— start of EXTRACTED ENTRIES —

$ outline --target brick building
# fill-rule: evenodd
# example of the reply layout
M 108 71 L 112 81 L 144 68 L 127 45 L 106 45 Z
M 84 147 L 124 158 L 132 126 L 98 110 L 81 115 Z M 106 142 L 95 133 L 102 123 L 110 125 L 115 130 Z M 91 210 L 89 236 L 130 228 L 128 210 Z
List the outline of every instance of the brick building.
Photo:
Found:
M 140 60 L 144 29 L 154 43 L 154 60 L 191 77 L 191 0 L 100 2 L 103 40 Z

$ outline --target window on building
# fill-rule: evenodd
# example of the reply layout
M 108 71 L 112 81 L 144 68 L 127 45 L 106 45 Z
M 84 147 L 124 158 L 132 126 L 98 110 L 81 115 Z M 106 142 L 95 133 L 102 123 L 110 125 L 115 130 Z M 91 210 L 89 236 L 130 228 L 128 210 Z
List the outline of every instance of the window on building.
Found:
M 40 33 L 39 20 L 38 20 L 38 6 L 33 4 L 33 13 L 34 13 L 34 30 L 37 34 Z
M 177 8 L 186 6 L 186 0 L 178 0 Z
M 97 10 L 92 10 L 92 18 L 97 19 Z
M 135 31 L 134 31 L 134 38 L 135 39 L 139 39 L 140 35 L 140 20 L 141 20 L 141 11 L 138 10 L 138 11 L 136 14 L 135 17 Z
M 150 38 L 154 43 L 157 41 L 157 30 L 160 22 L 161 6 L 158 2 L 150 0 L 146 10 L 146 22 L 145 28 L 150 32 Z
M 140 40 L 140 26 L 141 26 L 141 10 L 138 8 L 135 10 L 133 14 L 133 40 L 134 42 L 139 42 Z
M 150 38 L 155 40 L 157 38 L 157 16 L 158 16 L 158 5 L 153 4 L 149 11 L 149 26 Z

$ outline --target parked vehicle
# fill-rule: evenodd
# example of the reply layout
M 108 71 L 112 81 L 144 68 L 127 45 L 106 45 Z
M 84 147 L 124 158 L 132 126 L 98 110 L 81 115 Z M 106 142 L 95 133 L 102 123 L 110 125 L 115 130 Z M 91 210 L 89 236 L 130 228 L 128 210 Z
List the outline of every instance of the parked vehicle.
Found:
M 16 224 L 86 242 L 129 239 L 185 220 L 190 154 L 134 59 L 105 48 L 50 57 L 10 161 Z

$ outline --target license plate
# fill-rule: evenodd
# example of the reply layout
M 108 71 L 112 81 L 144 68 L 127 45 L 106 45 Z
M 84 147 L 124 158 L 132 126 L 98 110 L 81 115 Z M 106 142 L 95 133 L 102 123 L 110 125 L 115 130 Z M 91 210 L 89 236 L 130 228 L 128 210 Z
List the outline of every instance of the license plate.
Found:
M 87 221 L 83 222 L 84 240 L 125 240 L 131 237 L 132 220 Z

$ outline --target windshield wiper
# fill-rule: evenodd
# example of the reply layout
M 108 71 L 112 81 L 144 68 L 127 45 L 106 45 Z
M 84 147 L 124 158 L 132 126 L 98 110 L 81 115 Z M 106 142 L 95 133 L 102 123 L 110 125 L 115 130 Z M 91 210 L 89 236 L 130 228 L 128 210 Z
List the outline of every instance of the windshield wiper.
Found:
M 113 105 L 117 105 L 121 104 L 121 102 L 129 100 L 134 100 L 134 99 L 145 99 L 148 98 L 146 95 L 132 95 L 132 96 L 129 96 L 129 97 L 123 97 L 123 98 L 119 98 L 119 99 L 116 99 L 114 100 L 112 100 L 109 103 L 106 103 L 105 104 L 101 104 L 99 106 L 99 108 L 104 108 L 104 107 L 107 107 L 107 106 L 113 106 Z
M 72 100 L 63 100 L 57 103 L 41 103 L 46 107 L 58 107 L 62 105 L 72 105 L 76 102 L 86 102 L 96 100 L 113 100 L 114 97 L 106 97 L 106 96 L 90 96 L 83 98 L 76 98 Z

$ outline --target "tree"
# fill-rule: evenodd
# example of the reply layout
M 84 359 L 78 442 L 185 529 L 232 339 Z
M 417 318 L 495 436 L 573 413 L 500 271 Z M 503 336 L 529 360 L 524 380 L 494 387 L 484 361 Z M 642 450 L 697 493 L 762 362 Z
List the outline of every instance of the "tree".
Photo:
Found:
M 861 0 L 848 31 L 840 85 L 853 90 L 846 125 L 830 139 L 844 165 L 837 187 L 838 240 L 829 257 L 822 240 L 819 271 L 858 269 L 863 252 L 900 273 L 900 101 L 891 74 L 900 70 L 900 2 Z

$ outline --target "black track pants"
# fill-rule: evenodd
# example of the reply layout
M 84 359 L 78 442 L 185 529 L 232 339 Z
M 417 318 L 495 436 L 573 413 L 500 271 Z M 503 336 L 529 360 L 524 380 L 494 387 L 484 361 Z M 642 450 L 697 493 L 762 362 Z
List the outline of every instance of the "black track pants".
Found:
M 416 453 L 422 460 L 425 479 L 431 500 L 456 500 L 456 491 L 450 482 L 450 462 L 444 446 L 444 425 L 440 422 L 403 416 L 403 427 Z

— end of EXTRACTED ENTRIES —

### [STATED PROBLEM]
Could you write out the entries again from the very first line through the line containing "M 16 224 L 86", both included and request lines kept, with every coordinate in the answer outlines shifted by adding 56? Leave the sample reply layouts as they are.

### [EXERCISE OUTPUT]
$ outline --target brick building
# fill-rule: evenodd
# example of the reply layout
M 108 71 L 112 81 L 144 68 L 127 45 L 106 45 Z
M 84 147 L 124 158 L 132 126 L 98 110 L 81 115 Z M 106 142 L 95 133 L 102 123 L 110 125 L 115 130 Z M 91 210 L 89 236 L 130 228 L 128 210 Z
List the outline of every instance of the brick building.
Photo:
Found:
M 196 116 L 200 85 L 210 99 L 210 116 L 247 133 L 247 56 L 156 58 L 159 96 Z

$ outline --target window on building
# fill-rule: evenodd
# example of the reply layout
M 108 71 L 112 81 L 144 68 L 127 45 L 106 45 Z
M 84 147 L 124 158 L 132 126 L 98 110 L 81 115 Z M 106 142 L 95 133 L 102 123 L 110 125 L 115 130 Z M 91 210 L 89 236 L 130 228 L 128 210 Z
List the outline of every instance of the window on building.
Found:
M 96 89 L 95 76 L 94 76 L 94 62 L 89 60 L 89 69 L 90 69 L 90 86 L 93 90 Z
M 233 64 L 242 62 L 242 56 L 234 56 Z
M 153 66 L 148 66 L 148 74 L 153 75 Z
M 191 87 L 190 87 L 190 94 L 191 95 L 195 95 L 196 91 L 196 76 L 197 76 L 197 67 L 194 66 L 194 67 L 192 70 L 191 73 Z
M 206 94 L 210 99 L 213 97 L 213 86 L 216 78 L 217 62 L 214 58 L 206 56 L 202 66 L 202 78 L 201 84 L 206 88 Z
M 196 96 L 196 82 L 197 82 L 197 66 L 194 64 L 191 66 L 189 70 L 189 96 L 190 98 L 195 98 Z
M 206 94 L 211 96 L 213 94 L 213 72 L 214 72 L 214 61 L 209 60 L 205 67 L 205 82 Z

$ outline --target parked vehicle
# fill-rule: evenodd
# example of the reply layout
M 108 71 L 112 81 L 144 68 L 127 45 L 106 45 Z
M 84 147 L 124 158 L 132 126 L 98 110 L 81 115 Z M 106 142 L 95 133 L 102 123 L 110 125 L 115 130 Z M 91 210 L 89 236 L 130 228 L 128 210 Z
List the outline of every instance of the parked vehicle.
Found:
M 72 280 L 142 298 L 185 295 L 241 276 L 246 210 L 190 115 L 161 104 L 106 113 L 66 217 Z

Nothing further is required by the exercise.